» Task details
Reproduce the material below with every "lesson" swapped for "exercise", keeping all other text unchanged.

» Records for the exercise
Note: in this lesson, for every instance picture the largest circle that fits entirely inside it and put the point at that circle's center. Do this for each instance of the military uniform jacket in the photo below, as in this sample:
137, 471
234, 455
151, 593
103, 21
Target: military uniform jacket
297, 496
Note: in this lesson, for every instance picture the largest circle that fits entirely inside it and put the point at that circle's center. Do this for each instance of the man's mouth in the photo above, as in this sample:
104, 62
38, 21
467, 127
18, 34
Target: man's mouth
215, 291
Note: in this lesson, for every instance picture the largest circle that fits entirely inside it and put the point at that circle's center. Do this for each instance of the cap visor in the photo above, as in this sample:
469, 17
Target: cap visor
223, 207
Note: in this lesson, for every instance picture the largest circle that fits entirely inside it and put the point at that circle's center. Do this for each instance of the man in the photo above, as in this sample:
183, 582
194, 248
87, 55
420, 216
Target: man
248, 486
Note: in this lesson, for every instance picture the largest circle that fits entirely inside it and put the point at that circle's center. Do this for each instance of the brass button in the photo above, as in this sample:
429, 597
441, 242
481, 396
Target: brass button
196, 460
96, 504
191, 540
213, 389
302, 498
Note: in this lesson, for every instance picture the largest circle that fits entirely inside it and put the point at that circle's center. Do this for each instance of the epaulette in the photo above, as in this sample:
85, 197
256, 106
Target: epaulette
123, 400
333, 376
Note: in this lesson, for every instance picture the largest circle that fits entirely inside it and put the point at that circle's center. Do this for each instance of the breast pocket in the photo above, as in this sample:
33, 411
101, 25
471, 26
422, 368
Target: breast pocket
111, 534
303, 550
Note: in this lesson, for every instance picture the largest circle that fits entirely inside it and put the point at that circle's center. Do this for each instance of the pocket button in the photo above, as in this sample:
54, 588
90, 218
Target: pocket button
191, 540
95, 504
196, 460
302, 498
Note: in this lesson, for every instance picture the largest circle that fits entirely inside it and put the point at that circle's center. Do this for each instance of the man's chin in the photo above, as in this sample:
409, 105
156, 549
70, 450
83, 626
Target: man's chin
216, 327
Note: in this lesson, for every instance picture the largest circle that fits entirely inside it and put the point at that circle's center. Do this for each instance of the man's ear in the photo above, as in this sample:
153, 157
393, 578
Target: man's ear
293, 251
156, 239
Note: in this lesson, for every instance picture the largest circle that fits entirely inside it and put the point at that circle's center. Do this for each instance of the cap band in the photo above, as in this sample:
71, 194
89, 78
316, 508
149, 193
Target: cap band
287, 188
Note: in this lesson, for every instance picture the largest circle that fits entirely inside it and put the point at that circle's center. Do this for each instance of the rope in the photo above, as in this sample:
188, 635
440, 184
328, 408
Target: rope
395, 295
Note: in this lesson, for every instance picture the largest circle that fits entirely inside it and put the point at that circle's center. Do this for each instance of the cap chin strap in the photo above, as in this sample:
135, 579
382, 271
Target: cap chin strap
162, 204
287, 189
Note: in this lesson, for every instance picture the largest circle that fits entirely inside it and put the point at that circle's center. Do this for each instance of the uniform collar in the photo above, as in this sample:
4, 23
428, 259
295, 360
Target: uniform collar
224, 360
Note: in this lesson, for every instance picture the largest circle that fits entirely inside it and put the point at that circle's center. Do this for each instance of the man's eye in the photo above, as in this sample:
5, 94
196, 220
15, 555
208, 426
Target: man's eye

» Solution for this task
Note: in this exercise, for every instance picture the largest circle that fits entirely inside it and put the point at that circle's center. Do this for each instance of the military uniform jacket in the photo below, as in this sample:
137, 471
234, 455
151, 593
103, 21
Target: military uniform jacket
297, 496
Note: in this exercise, for every instance picture the largest circle that fits entirely inside it and put the point at that circle's center. Do this for each instance of the man's mouth in the photo above, as in this sample:
104, 62
38, 21
467, 127
18, 34
Target: man's mouth
215, 291
Note: in this exercise, for every instance picture the largest circle that fits entirely inside it and put the point at that circle's center. Do this for each instance of the cap visor in the photo above, as in this sample:
469, 17
Target: cap visor
223, 207
Note: in this exercise, for every instance picture the largest circle that fits entirely inside it and put the point at that circle's center. Do this for each instance of the man in the photo above, as in this sample:
183, 582
194, 248
87, 55
420, 216
Target: man
248, 486
Note: in this exercise, for every instance picture the largest circle that fits entirely inside it and put the point at that circle's center. Do this for each instance of the brass button in the photo above, as in this sample:
429, 597
441, 242
481, 396
Target: brass button
196, 460
96, 504
191, 540
213, 389
302, 498
Note: in this exercise, for every instance picture the largest circle that fits entirely inside it and put the point at that circle's center. Do this for each instance of the epaulette in the photo above, as in this sample:
85, 197
256, 106
Target: epaulette
123, 400
333, 376
Note: in this exercise, for every instance picture the largest circle that fits entirely inside it and put the point at that circle's center. Do this for each instance of the breast pocket in the photo above, as in this sample:
33, 411
101, 25
471, 26
422, 368
Target: breast pocket
111, 534
303, 550
Note: in this exercise, for every instance picture the largest circle that fits entirely inside it and put the point at that circle's center. Do this for each instance of the pocket button in the photo above, as in this sample:
54, 588
90, 218
Target: pocket button
191, 540
95, 504
196, 460
302, 498
Note: in this exercise, for every instance picture the largest circle that fits entirely inside it and put the point at that circle's center. Do this for each instance of the man's chin in the photo above, as in this sample:
409, 105
156, 549
70, 450
83, 626
Target: man's chin
216, 327
Note: in this exercise, for every instance picture the largest circle that fits entirely inside it and put the point at that circle's center. Do this for each instance of the man's ear in the photo above, as in this sample:
153, 157
393, 578
Target: man's ear
293, 251
156, 239
Note: in this exercise, for every instance picture the largest circle that fits entirely inside it and put the point at that circle's center. Do this for each instance of the cap band in the photo above, as in this sample:
71, 194
89, 78
316, 508
149, 193
Target: cap band
287, 188
Note: in this exercise, for every instance picture the largest circle that fits entirely inside it and put the point at that circle's center. Do this for each instance of the rope in the photo above, as in this sample:
188, 635
440, 184
328, 408
Target: rope
395, 295
Note: in this exercise, for every instance picture the largest circle that fits entirely inside it and put the point at that circle's center. Do this for each instance of the cap chin strap in the photo above, as in this sample:
135, 579
382, 271
Target: cap chin strap
162, 204
287, 189
Note: in this exercise, for every instance picture the largest circle that fits entirely inside it and put the point at that circle's center. Do this for each instance of the uniform collar in the photo above, as in this sample:
4, 23
428, 259
295, 360
Target: uniform collar
224, 360
Note: in this exercise, for every instance picture the largest circle that fits entirely inside it and put the point at that circle's center. Do this for each instance of the man's eye in the photo above, as in this sample:
5, 94
196, 220
15, 555
208, 426
Target: man's eye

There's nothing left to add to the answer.